> What is required:
Locate each line in the records below that contains the string "tree" and copy those lines. Letter case matters.
===== Extracted information
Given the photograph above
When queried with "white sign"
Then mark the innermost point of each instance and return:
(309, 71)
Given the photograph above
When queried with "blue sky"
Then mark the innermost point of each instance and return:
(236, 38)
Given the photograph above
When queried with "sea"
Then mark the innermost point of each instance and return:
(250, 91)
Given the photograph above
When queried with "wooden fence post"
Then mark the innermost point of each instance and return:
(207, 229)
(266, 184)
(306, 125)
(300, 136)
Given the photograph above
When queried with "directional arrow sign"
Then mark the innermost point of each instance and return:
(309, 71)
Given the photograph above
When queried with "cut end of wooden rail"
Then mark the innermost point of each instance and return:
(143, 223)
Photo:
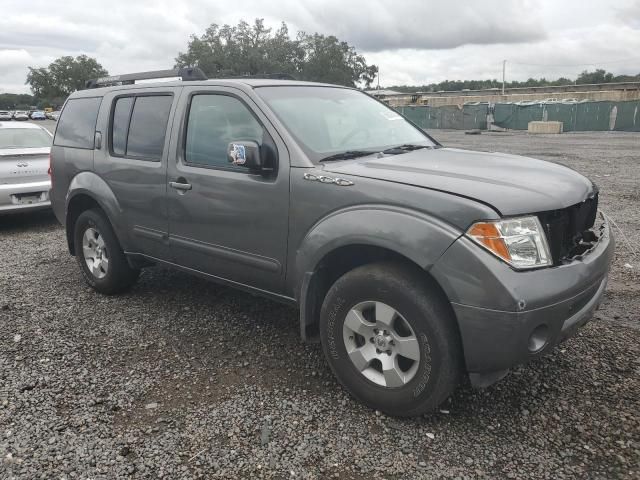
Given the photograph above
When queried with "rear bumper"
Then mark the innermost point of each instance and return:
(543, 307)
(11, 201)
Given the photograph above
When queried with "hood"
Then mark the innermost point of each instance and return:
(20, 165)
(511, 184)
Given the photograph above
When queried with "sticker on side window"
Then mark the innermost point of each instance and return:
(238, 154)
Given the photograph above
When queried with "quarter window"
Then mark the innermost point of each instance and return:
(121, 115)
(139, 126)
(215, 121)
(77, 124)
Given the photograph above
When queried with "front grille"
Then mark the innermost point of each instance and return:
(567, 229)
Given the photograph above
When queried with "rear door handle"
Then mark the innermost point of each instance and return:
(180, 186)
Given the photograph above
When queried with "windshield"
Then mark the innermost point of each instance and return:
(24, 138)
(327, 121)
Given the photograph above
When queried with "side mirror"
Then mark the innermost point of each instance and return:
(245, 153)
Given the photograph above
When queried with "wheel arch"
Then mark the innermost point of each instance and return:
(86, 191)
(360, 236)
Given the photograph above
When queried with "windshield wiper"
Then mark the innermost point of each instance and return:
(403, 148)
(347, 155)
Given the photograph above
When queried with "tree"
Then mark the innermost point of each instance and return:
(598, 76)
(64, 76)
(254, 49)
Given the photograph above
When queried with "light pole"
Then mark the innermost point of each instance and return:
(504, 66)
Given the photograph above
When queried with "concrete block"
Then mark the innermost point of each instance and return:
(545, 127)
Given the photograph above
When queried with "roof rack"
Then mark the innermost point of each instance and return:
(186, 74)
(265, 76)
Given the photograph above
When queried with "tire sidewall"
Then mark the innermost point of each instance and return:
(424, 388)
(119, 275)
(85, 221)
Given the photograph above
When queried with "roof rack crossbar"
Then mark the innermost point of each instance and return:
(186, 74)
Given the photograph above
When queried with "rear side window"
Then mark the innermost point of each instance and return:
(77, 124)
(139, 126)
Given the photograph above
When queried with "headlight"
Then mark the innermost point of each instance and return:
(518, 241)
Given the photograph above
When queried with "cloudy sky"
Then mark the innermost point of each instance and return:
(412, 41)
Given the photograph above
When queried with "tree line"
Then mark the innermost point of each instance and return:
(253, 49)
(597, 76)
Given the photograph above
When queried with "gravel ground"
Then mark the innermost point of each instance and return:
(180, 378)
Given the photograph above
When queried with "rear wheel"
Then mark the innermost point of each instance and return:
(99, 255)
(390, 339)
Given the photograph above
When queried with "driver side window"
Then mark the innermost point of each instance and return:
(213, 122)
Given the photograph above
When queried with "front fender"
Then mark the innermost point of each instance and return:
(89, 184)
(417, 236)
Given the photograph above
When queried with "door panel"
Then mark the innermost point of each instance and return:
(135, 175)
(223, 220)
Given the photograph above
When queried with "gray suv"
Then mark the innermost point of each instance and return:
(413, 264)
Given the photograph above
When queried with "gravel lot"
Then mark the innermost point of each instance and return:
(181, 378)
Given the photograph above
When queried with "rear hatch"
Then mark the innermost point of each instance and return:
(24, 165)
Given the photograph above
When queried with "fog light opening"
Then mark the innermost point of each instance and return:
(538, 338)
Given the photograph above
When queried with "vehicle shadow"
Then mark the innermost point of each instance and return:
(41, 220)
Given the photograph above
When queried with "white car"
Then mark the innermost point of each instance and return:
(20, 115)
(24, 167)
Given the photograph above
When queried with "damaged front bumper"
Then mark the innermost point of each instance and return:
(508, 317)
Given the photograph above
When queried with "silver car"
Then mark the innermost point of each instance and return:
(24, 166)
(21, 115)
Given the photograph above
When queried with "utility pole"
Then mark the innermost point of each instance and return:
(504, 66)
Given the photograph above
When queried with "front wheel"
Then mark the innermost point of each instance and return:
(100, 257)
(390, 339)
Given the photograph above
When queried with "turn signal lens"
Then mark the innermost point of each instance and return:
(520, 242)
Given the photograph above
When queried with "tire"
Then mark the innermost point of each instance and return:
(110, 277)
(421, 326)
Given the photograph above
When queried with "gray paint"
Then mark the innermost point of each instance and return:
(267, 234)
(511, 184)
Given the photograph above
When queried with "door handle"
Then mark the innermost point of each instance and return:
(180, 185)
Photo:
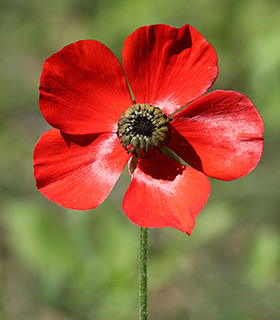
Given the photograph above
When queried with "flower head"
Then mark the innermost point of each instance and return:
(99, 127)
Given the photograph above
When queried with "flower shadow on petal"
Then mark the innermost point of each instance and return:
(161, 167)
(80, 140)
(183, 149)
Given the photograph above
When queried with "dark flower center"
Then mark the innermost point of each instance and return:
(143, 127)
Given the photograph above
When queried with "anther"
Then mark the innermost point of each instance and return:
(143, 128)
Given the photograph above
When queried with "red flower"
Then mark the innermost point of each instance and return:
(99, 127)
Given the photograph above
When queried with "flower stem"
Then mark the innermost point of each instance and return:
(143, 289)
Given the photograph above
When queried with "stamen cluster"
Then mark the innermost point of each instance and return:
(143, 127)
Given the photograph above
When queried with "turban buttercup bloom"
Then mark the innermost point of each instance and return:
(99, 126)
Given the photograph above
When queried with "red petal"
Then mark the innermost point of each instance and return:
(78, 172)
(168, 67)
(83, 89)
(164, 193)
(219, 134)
==========
> Solution:
When queried with "tree"
When queried with "tree line"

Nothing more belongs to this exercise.